SELECTED EXTRACT:
Attention heads provide another window into hierarchical processing. Their behavior changes systematically across depth. Early layers attend locally, focusing on nearby tokens and positional relationships. Heads in these layers often learn fixed patterns: attending to the previous token, the next token, or tokens at consistent relative positions.

As depth increases, attention becomes increasingly content-dependent and long-range. Middle-layer heads track syntactic dependencies that span many tokens—subjects finding their verbs, pronouns locating antecedents. These heads implement what we might call structural attention, following grammatical relationships regardless of distance.

The deepest layers show the most semantic attention patterns. Heads here connect concepts rather than positions or structures. They might link a person's name to their profession mentioned paragraphs earlier, or connect related entities across a document. Some heads in these layers appear to implement basic reasoning—aggregating information from multiple sources to update representations.

This local-to-global progression isn't coincidental. Each layer can only refine what previous layers provide. Building long-range semantic connections requires first establishing local context, then structural relationships, then meaning. The architecture forces a particular order of operations, and attention patterns reflect this constraint. Models trained on different objectives show similar progressions, suggesting this organization is fundamental to how transformers process sequential information.

Takeaway
When analyzing model behavior, examine attention patterns across multiple layers—looking only at final-layer attention misses the foundational local and structural processing that enables global semantic connections.

RAW DATA:

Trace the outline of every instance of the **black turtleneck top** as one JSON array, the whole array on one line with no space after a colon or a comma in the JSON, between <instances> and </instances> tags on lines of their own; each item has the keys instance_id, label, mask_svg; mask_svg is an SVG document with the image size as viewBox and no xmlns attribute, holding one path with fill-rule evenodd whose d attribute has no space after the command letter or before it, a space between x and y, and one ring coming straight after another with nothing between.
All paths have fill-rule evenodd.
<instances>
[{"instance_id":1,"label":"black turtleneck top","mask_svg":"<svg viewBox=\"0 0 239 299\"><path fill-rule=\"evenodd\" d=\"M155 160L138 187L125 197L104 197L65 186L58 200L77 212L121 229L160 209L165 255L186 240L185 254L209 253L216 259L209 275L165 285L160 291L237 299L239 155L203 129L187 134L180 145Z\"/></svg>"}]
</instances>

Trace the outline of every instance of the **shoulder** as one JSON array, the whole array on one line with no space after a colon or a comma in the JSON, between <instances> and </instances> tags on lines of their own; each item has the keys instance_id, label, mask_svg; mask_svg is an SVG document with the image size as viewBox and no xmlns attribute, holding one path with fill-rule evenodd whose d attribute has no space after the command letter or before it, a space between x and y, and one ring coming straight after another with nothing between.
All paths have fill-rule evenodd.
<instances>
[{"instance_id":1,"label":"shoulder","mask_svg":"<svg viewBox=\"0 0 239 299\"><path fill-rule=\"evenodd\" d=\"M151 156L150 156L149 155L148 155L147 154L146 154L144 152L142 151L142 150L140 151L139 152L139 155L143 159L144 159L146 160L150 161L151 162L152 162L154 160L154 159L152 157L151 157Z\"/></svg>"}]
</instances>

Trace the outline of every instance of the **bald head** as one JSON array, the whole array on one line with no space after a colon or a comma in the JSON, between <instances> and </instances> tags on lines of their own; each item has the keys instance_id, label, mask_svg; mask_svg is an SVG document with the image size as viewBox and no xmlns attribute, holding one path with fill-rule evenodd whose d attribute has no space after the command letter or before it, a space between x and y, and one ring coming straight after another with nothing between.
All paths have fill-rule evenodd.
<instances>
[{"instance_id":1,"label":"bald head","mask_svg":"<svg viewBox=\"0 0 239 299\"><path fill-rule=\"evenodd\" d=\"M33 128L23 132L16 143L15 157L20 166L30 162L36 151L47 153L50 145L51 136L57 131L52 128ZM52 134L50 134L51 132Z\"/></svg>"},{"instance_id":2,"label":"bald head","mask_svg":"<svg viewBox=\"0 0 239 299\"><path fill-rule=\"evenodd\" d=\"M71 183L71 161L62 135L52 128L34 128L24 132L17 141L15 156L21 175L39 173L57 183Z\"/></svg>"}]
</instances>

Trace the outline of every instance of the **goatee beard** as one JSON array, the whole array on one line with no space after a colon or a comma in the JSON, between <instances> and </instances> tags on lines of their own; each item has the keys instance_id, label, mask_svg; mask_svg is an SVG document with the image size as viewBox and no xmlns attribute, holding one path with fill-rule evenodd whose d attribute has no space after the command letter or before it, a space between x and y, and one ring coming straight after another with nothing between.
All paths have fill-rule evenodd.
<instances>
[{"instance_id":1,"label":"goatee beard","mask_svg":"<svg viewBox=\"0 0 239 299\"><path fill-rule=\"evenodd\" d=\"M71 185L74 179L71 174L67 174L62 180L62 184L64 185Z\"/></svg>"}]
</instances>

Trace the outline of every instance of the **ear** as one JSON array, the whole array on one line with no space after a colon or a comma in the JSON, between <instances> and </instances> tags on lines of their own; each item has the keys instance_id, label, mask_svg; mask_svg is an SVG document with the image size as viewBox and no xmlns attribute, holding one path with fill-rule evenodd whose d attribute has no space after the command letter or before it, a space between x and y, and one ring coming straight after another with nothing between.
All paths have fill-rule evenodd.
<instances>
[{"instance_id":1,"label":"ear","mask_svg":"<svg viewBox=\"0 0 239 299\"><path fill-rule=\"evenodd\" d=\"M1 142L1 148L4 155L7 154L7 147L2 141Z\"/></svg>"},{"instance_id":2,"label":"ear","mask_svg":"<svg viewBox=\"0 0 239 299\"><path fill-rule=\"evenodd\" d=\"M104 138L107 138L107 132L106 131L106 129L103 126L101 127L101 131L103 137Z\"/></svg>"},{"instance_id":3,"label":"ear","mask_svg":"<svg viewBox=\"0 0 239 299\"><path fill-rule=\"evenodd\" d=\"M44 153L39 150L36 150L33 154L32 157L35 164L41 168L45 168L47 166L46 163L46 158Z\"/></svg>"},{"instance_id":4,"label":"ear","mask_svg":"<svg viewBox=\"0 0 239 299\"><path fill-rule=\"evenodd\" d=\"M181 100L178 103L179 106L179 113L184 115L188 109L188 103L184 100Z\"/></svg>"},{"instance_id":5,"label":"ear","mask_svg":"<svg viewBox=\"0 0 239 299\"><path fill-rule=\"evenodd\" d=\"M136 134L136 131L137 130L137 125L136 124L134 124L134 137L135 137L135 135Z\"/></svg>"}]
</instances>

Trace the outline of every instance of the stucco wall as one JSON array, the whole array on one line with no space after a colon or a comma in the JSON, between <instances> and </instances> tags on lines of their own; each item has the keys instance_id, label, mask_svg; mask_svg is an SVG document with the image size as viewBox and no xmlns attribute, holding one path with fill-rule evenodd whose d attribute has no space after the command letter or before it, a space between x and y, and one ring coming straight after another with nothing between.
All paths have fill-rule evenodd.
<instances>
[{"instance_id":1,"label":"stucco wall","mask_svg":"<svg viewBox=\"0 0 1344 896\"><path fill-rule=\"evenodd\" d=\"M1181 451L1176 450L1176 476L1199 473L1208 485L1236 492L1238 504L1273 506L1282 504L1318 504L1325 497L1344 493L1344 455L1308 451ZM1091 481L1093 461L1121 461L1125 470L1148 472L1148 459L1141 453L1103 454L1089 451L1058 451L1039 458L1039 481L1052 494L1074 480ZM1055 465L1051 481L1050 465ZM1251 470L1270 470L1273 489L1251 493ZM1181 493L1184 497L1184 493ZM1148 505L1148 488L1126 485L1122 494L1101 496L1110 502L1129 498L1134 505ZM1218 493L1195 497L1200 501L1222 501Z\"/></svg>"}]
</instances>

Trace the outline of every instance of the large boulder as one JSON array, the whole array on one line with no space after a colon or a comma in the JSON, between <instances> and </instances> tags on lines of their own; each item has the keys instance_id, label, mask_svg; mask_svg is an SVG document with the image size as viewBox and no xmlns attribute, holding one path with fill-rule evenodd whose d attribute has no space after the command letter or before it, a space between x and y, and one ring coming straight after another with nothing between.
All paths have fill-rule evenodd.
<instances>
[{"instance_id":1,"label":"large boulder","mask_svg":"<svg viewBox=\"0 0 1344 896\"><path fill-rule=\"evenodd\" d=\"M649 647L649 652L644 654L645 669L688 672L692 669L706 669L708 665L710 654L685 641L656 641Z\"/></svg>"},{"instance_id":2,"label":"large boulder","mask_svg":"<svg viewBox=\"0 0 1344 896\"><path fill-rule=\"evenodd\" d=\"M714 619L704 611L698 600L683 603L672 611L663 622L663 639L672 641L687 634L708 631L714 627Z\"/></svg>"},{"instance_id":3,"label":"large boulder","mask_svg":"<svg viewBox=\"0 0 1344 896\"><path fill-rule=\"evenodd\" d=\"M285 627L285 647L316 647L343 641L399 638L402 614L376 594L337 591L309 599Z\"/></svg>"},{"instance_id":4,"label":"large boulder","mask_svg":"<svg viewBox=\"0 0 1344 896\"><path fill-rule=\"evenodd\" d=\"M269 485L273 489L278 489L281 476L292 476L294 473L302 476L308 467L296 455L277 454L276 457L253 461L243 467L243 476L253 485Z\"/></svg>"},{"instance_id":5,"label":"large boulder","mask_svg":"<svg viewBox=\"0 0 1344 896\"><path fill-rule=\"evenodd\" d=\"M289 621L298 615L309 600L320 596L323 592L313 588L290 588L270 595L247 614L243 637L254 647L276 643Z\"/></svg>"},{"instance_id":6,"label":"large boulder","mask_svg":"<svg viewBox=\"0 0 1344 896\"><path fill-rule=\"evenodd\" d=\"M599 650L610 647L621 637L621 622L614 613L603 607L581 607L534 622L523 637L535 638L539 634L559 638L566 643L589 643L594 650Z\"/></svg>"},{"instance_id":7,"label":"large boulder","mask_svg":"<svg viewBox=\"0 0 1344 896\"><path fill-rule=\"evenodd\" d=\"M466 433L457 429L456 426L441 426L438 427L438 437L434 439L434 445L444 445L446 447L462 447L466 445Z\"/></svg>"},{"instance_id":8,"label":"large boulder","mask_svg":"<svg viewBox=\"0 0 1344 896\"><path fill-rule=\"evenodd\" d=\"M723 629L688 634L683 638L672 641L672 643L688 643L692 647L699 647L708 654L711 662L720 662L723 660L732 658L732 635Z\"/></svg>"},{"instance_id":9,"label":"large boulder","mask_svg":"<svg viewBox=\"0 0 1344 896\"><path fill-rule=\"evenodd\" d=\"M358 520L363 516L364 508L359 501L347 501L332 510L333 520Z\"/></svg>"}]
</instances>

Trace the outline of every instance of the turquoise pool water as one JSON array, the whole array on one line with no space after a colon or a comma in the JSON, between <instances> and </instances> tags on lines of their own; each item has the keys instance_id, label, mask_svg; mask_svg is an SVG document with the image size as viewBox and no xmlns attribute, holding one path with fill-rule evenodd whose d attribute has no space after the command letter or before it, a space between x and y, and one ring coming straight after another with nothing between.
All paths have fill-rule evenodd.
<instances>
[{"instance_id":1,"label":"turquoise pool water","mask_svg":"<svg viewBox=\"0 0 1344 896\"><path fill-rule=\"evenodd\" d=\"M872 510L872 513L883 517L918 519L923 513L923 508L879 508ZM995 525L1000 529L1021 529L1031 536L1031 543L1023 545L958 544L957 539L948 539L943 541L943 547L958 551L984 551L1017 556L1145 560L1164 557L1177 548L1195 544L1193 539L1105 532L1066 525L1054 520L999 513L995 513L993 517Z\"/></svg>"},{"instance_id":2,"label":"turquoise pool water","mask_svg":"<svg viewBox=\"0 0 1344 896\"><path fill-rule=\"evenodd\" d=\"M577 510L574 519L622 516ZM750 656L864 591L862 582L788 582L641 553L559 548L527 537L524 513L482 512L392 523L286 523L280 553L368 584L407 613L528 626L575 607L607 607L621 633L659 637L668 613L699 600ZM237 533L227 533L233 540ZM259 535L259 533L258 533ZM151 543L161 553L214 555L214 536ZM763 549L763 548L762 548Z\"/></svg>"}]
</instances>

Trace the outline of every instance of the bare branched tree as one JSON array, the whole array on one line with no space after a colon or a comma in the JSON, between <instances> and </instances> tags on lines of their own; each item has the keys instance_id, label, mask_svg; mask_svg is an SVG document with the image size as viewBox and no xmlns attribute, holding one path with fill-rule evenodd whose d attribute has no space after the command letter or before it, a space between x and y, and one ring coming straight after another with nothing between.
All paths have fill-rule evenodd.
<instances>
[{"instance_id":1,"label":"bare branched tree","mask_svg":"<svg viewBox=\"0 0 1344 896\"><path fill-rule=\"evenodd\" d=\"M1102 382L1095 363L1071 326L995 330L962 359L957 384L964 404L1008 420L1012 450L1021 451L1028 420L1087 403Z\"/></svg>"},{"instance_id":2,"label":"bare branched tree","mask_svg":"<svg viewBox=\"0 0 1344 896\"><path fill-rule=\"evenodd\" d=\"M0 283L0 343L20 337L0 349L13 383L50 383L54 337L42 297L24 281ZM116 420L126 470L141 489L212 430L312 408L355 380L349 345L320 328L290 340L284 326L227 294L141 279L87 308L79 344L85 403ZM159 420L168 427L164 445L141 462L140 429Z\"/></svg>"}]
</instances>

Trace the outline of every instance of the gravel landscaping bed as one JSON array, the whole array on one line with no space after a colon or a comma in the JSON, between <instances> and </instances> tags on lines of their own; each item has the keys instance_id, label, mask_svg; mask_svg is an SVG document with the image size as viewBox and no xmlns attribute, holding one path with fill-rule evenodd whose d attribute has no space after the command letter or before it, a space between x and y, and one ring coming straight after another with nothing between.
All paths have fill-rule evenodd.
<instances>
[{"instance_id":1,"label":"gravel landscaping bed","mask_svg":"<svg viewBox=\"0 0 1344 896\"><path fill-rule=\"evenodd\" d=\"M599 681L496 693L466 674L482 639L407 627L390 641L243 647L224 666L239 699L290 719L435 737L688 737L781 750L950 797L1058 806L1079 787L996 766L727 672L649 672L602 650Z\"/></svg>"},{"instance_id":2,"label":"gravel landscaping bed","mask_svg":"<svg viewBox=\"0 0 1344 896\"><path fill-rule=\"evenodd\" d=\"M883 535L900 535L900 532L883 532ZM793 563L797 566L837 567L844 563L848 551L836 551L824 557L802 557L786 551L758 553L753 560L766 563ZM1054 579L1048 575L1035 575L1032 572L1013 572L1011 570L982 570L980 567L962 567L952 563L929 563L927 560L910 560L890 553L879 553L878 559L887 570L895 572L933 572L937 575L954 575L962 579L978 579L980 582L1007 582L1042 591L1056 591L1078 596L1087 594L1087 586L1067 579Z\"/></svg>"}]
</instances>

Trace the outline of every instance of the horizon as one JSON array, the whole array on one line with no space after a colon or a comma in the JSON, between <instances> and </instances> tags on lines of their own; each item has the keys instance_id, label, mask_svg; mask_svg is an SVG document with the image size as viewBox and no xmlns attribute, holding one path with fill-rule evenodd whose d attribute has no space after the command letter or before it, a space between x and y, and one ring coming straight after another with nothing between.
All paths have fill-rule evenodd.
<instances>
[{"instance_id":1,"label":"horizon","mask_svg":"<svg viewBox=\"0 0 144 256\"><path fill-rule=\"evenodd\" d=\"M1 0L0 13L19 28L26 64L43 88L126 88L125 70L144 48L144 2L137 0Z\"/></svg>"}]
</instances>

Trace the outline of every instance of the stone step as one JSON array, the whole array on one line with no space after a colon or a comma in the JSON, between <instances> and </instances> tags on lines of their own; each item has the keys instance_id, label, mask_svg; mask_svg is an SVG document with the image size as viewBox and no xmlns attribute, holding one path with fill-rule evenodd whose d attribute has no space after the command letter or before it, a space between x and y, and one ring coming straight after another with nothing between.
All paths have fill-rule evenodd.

INSTRUCTIONS TO FOLLOW:
Resume the passage on how attention heads change with layer depth, picking up right after its closing takeaway.

TASK RESULT:
The Residual Stream as Iterative Refinement

A powerful interpretive framework views the transformer's residual connections not as skip paths, but as a shared communication channel. Each layer reads from this residual stream, performs computation, and writes its contribution back. The final representation accumulates all layers' contributions rather than replacing earlier work.

This perspective explains hierarchical learning elegantly. Early layers write basic features into the stream. Later layers read these features, combine them, and add higher-level abstractions. Nothing gets lost—the surface-level information from layer 1 remains accessible even at layer 24. Each layer adds a refinement rather than a replacement.

Empirically, this model predicts several observed phenomena. Removing middle layers degrades performance less than removing early or late layers—the residual stream preserves essential information even when processing steps are skipped. Layer outputs become increasingly aligned with the final output as depth increases, consistent with iterative refinement toward a target representation.

For practitioners, this framework suggests specific optimization strategies. Knowledge distillation works layer-by-layer because each layer's contribution is somewhat independent. Pruning can target layers with low contribution magnitude to the residual stream. And understanding that all layers share a common representational space enables techniques like layer-wise learning rates and progressive training that respect the hierarchical structure.

Takeaway
Think of transformer depth as iterative refinement on a shared representation rather than a pipeline of distinct stages—this mental model explains why techniques like progressive layer training and residual scaling improve training dynamics.

Transformers learn hierarchical representations not because we program them to, but because hierarchy is the efficient solution to the problem they're solving. Stacking layers creates computational pressure toward compositionality—building complex patterns from simpler ones.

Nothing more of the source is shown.